| EXTRACTED MATERIAL |
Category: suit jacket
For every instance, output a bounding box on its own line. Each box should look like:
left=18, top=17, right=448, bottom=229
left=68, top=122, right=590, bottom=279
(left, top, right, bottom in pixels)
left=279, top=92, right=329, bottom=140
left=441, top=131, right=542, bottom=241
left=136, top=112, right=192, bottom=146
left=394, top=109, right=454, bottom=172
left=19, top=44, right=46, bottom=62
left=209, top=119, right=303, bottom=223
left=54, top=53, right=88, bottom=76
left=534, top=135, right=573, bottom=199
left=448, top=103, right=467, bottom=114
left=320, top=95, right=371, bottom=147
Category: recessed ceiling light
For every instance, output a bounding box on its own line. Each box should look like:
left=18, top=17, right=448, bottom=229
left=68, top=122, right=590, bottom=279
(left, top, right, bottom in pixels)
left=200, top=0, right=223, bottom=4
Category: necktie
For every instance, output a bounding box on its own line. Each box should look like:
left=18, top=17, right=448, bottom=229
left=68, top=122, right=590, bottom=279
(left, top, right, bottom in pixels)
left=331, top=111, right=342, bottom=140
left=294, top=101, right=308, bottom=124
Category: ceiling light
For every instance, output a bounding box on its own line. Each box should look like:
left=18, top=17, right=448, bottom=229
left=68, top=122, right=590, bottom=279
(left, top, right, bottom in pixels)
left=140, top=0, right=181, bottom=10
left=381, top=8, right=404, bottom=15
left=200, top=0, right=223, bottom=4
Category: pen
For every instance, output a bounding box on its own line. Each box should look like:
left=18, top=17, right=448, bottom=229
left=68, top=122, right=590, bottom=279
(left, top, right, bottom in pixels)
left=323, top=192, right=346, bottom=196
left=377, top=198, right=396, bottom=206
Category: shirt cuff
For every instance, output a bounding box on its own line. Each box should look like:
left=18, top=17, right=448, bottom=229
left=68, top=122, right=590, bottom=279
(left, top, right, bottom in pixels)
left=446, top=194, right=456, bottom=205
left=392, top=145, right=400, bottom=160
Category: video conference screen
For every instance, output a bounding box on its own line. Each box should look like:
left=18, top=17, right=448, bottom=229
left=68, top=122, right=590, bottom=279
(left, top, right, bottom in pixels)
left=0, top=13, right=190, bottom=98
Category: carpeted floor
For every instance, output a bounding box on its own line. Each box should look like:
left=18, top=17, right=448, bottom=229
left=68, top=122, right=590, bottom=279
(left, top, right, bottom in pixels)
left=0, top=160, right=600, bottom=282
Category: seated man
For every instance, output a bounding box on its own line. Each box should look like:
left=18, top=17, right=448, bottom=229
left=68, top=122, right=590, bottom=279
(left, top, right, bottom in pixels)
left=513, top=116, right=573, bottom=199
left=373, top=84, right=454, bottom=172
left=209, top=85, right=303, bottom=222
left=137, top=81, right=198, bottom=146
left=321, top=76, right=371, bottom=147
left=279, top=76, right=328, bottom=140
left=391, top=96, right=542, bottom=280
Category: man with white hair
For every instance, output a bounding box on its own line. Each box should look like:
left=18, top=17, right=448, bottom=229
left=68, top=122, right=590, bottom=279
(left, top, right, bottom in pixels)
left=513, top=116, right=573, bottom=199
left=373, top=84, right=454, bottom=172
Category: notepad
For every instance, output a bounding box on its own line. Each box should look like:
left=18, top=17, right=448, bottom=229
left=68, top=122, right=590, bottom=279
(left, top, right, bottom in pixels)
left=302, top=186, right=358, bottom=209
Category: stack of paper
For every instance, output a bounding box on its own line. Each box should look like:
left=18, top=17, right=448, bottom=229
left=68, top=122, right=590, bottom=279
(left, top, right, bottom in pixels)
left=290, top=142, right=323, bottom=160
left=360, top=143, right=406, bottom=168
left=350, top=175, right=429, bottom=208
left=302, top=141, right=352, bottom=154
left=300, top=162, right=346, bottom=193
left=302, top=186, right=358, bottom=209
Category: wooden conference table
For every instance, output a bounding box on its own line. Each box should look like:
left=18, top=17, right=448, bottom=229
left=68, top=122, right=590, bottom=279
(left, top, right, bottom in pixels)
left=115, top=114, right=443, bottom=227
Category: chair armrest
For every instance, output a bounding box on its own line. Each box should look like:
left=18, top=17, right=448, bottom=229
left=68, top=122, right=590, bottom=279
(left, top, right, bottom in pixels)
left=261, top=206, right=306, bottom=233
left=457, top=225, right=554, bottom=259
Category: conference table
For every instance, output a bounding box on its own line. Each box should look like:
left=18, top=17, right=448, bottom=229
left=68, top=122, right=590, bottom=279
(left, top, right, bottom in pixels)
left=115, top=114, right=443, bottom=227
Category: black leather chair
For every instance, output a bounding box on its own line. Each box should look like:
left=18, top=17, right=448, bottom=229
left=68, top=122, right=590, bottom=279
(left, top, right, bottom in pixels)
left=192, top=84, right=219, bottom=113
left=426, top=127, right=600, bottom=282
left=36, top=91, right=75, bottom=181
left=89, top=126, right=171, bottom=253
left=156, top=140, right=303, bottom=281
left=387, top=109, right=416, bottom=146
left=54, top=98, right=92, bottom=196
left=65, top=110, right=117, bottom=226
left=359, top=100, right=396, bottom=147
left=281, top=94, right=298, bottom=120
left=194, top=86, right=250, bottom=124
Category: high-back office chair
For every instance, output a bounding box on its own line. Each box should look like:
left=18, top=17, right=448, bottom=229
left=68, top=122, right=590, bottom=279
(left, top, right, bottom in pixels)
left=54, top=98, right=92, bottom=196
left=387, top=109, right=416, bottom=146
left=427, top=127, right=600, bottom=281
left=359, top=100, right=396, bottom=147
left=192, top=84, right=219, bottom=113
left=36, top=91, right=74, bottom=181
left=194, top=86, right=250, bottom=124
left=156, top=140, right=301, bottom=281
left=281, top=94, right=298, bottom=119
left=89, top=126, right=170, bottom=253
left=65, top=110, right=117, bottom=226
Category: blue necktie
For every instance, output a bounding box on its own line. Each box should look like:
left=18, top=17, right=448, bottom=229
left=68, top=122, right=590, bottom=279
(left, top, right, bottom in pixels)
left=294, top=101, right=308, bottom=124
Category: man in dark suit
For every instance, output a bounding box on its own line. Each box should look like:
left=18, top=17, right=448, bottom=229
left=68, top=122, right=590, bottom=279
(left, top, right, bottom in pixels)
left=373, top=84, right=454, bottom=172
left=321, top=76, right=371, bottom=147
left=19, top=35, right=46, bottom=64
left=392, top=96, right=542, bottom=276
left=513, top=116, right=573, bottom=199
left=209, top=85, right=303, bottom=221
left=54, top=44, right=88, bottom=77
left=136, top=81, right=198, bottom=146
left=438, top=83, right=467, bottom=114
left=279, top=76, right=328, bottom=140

| EXERCISE |
Pick out each line in the items that contains the string "table" and copy it in full. Case counts.

| FINAL RESULT |
Category: wooden conference table
Category: conference table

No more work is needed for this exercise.